--- Start RECORDS FOR THE TASK ---
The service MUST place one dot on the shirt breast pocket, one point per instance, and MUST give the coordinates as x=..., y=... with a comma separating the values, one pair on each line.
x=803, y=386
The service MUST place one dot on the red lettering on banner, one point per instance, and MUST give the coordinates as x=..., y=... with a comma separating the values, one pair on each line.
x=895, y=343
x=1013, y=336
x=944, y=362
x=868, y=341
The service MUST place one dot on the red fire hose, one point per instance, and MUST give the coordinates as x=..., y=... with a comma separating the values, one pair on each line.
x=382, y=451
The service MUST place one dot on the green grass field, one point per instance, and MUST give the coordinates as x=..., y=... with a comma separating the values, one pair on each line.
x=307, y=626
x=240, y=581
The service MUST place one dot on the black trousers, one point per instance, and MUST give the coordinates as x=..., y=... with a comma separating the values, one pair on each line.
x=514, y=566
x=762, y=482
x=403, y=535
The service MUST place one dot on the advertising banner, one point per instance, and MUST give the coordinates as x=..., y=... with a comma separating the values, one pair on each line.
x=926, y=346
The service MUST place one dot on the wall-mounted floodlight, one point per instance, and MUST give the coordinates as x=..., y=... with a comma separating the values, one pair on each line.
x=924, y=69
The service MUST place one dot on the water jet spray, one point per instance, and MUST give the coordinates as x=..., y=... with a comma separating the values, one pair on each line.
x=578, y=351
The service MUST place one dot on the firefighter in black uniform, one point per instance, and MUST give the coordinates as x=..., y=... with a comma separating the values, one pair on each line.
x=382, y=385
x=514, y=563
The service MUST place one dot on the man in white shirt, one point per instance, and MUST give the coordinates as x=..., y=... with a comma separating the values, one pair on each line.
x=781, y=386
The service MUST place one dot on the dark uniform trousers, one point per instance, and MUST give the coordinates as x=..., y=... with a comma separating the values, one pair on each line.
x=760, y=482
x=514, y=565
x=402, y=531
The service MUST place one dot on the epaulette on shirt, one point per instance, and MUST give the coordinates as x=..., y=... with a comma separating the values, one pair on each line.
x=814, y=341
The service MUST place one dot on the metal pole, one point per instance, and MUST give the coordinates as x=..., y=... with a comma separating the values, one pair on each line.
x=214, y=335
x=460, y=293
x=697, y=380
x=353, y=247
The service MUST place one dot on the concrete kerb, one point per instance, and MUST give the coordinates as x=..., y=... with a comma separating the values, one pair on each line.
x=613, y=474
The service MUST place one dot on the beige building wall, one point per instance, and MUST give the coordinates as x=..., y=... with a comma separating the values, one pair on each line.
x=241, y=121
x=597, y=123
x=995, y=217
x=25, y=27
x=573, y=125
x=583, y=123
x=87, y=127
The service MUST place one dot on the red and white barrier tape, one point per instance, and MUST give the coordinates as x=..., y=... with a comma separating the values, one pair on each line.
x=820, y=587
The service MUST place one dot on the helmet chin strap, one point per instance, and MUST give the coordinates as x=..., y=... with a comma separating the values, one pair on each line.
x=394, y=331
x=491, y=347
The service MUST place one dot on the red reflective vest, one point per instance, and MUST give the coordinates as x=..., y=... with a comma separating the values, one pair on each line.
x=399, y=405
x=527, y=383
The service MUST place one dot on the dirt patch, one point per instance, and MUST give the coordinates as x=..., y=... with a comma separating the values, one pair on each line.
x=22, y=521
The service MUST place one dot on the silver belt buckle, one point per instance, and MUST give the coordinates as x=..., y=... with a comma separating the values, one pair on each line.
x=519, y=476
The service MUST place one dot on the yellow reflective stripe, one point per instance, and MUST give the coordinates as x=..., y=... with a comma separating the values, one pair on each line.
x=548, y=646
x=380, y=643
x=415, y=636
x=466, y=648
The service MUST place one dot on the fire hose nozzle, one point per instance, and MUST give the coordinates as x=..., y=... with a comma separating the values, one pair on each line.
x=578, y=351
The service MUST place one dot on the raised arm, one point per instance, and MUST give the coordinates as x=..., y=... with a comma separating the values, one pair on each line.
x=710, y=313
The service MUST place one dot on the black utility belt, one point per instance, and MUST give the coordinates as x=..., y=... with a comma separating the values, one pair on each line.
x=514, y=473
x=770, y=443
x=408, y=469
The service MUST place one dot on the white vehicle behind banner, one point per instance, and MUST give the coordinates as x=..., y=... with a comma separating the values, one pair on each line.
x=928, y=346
--- End RECORDS FOR THE TASK ---
INSTRUCTIONS FOR THE TASK:
Lay out every line of the records above as a Markdown table with a Row column for the line number and a Line column for its text. Leave out blank lines.

EXERCISE SOLUTION:
| Row | Line |
|---|---|
| 1 | The service MUST place one dot on the shirt breast pocket, one point per instance, and MUST give the coordinates as x=..., y=... with a comma separating the values, one pair on each line. |
| 2 | x=803, y=386 |
| 3 | The service MUST place one dot on the red lettering on banner, one point per instance, and MUST give the coordinates as x=..., y=... with a comma separating the values, one pair on each line. |
| 4 | x=895, y=343 |
| 5 | x=1013, y=336 |
| 6 | x=944, y=362 |
| 7 | x=868, y=341 |
| 8 | The service MUST place one dot on the red fire hose, one point per instance, and MUST give the coordinates as x=..., y=... with a comma separating the values, one pair on each line. |
| 9 | x=382, y=451 |
| 10 | The service MUST place one dot on the green grass field, one point per instance, and MUST give the coordinates as x=..., y=... with a comma separating the values, one pair on each line. |
| 11 | x=307, y=626 |
| 12 | x=240, y=581 |
| 13 | The service MUST place one dot on the black trousers, one point per instance, and MUST give the coordinates as x=..., y=... with a comma separating the values, one pair on each line. |
| 14 | x=514, y=566 |
| 15 | x=762, y=482 |
| 16 | x=403, y=535 |
| 17 | The service MUST place one dot on the advertising banner, one point per instance, and MUST give the coordinates as x=..., y=... with a comma separating the values, one pair on each line. |
| 18 | x=926, y=346 |
| 19 | The service MUST place one dot on the wall-mounted floodlight, one point per instance, and MUST give the coordinates as x=..., y=... with a comma separating the values, one pair on each line. |
| 20 | x=924, y=69 |
| 21 | The service MUST place one dot on the water jet spray, one point per instance, and MUST give the coordinates as x=..., y=... with a comma separating the values, one pair on each line. |
| 22 | x=578, y=351 |
| 23 | The service MUST place one dot on the firefighter in black uniform, one point per instance, and MUST give the coordinates as x=..., y=... with a comma separating the values, one pair on each line. |
| 24 | x=382, y=385 |
| 25 | x=514, y=563 |
| 26 | The service MUST place one dot on the man in white shirt, one point per instance, and MUST give the coordinates as x=..., y=... with a comma separating the values, one pair on each line. |
| 27 | x=781, y=386 |
| 28 | The service MUST place one dot on the dark uniform trousers, one point per instance, and MUST give the coordinates as x=..., y=... with a comma separating the values, one pair on each line. |
| 29 | x=760, y=482 |
| 30 | x=514, y=565 |
| 31 | x=402, y=531 |
| 32 | The service MUST place one dot on the epaulette on shirt, one point per instance, and MUST give the coordinates as x=..., y=... with a comma separating the values, one pair on each line. |
| 33 | x=814, y=341 |
| 34 | The service MUST place one dot on the metal pole, one point per instance, and MUST give the coordinates as x=..., y=... with a comma separating the values, one pair on each line. |
| 35 | x=214, y=335 |
| 36 | x=460, y=293 |
| 37 | x=697, y=380 |
| 38 | x=353, y=247 |
| 39 | The service MUST place one dot on the concrete kerb, one point per instance, and MUST give the coordinates as x=..., y=... with a comma separating the values, one pair on each line. |
| 40 | x=613, y=474 |
| 41 | The service MUST place one dot on the beige building wall, one point per instance, and MUST give the coordinates as x=..., y=... with a comma separating the values, one pair on each line. |
| 42 | x=241, y=121 |
| 43 | x=597, y=123 |
| 44 | x=995, y=217 |
| 45 | x=25, y=27 |
| 46 | x=573, y=125 |
| 47 | x=583, y=123 |
| 48 | x=87, y=127 |
| 49 | The service MUST place one dot on the red and white barrier tape, one point per instance, and MUST give the coordinates as x=..., y=... with a comma separating the values, one pair on each line. |
| 50 | x=820, y=587 |
| 51 | The service MUST place one dot on the helmet chin strap, one point per instance, and MUST give the coordinates as x=..., y=... with a comma separating the values, one pair on each line. |
| 52 | x=394, y=331 |
| 53 | x=491, y=347 |
| 54 | The service MUST place one dot on the red reflective vest, one point per instance, and MUST give the coordinates as x=..., y=... with a comma separating the values, one pair on each line. |
| 55 | x=399, y=405 |
| 56 | x=527, y=383 |
| 57 | The service MUST place one dot on the dirt patch, one point per instance, and MUST give the coordinates as x=..., y=... with a comma separating the values, one pair on each line. |
| 58 | x=22, y=521 |
| 59 | The service MUST place one dot on the silver belt buckle, one point per instance, and MUST give the coordinates as x=..., y=... with a comma separating the values, one pair on each line. |
| 60 | x=519, y=476 |
| 61 | The service MUST place one dot on the yellow reflective stripe, one point per instance, and MUST give the coordinates as x=..., y=... with a comma separating the values, one pair on each line. |
| 62 | x=548, y=646 |
| 63 | x=380, y=643 |
| 64 | x=415, y=636 |
| 65 | x=466, y=648 |
| 66 | The service MUST place one dot on the fire hose nozzle, one point per instance, and MUST give the coordinates as x=..., y=... with a comma separating the values, one pair on each line. |
| 67 | x=578, y=351 |
| 68 | The service MUST place one dot on the raised arm, one point per instance, and MUST give the coordinates as x=..., y=... with a comma separating the values, one pair on each line. |
| 69 | x=710, y=313 |
| 70 | The service MUST place one dot on the black utility belt, one point per instance, and MUST give the coordinates as x=..., y=... with a comma separating the values, one pair on each line. |
| 71 | x=514, y=473 |
| 72 | x=770, y=443 |
| 73 | x=408, y=469 |
| 74 | The service MUST place one dot on the white vehicle behind banner, one point per instance, and MUST give the coordinates as x=..., y=... with a comma separating the values, one pair on each line. |
| 75 | x=928, y=346 |